[Tasks and exercises]:
1 > The article on genetics and political attitudes below cites studies since the 1950s. List the settings where those studies say socialization shapes party identification.
2 > Write a continuation of the article on genetics and political attitudes below, starting after its last sentence.

Text segment Block Start

- The Washington Times - Wednesday, July 11, 2001

Are political attitudes inherited? If so, it may be bad news for Sen. John McCain, Arizona Republican, and his merry band of reformers as they try to push major campaign finance legislation through the House of Representatives this summer.
For if there is a genetic link to one's politics, as the latest research shows, then there's no need to ban political advertising or ban the political influence that soft money supposedly buys. You can't sway what's in the genes.
For decades, political scientists have claimed that a person's political opinions, attitudes, and ideological preferences were determined by that person's environment, the nurture argument.
Studies since the 1950s found that party identification, for example, primarily reflects socialization at home, at school, at work, and among peers, leading to particular voting preferences. Although the proportion of Americans identifying with a political party has declined significantly, myriad social, economic, cultural, and technological currents, each exerting degrees of influence upon individual voters, were found to have filled this causal void.
The latest research, however, casts considerable doubt on this environment-centered explanation. The current issue of the Journal of Personality and Social Psychology, published by the American Psychological Association, presents the findings into the link between genetics and attitudes. After studying the attitudinal responses of 336 pairs of identical and fraternal adult twins, a team of psychologists concluded that one's political attitudes may be partly attributable to genetic factors.

Text segment Block End
Extracted records Block Start

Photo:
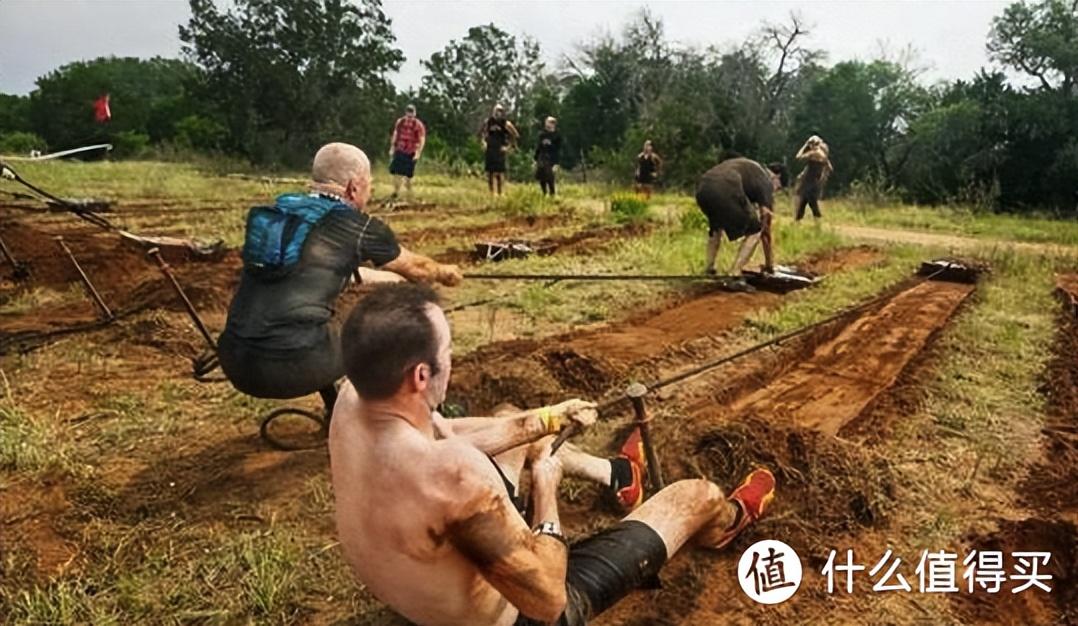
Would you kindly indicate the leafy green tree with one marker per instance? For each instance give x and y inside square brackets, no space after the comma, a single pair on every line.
[287,75]
[147,96]
[14,113]
[862,110]
[469,75]
[1039,39]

Extracted records Block End

[Numbered responses]:
1 >
- At home
- At school
- At work
- Among peers

2 >
This research suggests that 50 percent of a particular policy preference may be predetermined according to highly heritable personality traits. The two categories of political attitudes with the strongest genetic influence are so-called "preservation of life" issues, such as abortion, voluntary euthanasia, organized religion and the death penalty, and so-called "equality" issues, such as immigration and racial discrimination.
Why is this research bad news for campaign finance reformers? It is bad news because it casts a serious shadow over the supposedly overwhelming (and overwhelmingly negative) influence ascribed to political commercials. Political support for a ban on soft money and restrictions on independent advertising campaigns — the central elements of current campaign finance legislation — is founded upon an objection to the preponderance of political commercials, especially negative ads, during election campaigns.
During campaigns, soft money donated to the major parties is used to support candidates, in part, through television ads; the independent advertising campaigns also stress television ads in their efforts to solicit support for, or stimulate opposition to, a particular candidate. Campaign reformers seek to minimize or, better yet, to eliminate the allegedly pernicious influence of these commercials.
In this reformist vein, Scott Harshbarger of Common Cause wincingly recalls that, "Both the Clinton and Dole presidential campaigns raised and spent millions of dollars laundered through the party soft money accounts during the 1996 election for TV advertising campaigns that … had the effect of influencing the presidential election." Furthermore, according to the Center for Media & Democracy's Sheldon Rampton and John Stauber, "Business can spend secretly and directly to determine an election's outcome."
More ominously, Curtis Gans, of the Committee for the Study of the American Electorate, favors an outright ban on paid political commercials. In the same extremist vein, Mr. McCain has opined that, "If I could think of a way constitutionally, I would ban negative ads."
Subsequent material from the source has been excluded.